_Problem to work on_.
All the entries, exactly as they read, must be written out again.

_Extracted information_.
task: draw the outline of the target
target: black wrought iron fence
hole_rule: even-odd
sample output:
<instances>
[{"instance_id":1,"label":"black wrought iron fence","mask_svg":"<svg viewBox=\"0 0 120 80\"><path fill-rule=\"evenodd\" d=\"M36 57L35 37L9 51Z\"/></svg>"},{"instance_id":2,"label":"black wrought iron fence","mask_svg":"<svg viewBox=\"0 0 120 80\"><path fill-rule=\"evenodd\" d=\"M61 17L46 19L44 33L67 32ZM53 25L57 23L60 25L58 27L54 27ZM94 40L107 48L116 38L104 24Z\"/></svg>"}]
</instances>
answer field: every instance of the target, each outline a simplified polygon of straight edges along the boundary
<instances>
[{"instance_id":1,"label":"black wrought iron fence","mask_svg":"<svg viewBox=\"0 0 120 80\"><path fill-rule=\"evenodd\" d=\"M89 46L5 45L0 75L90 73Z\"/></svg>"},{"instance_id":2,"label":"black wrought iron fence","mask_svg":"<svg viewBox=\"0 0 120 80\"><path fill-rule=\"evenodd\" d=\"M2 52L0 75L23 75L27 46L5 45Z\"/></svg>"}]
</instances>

_Answer section_.
task: draw the outline of the target
target: black wrought iron fence
hole_rule: even-odd
sample output:
<instances>
[{"instance_id":1,"label":"black wrought iron fence","mask_svg":"<svg viewBox=\"0 0 120 80\"><path fill-rule=\"evenodd\" d=\"M36 57L35 37L9 51Z\"/></svg>"},{"instance_id":2,"label":"black wrought iron fence","mask_svg":"<svg viewBox=\"0 0 120 80\"><path fill-rule=\"evenodd\" d=\"M61 17L46 19L44 33L67 32ZM53 25L57 23L60 25L58 27L54 27ZM94 40L107 48L116 38L104 24Z\"/></svg>"}]
</instances>
answer field: every instance of the target, each outline a simplified polygon of straight edges along the boundary
<instances>
[{"instance_id":1,"label":"black wrought iron fence","mask_svg":"<svg viewBox=\"0 0 120 80\"><path fill-rule=\"evenodd\" d=\"M89 46L5 45L0 75L90 73Z\"/></svg>"},{"instance_id":2,"label":"black wrought iron fence","mask_svg":"<svg viewBox=\"0 0 120 80\"><path fill-rule=\"evenodd\" d=\"M2 52L0 75L23 75L27 46L5 45Z\"/></svg>"}]
</instances>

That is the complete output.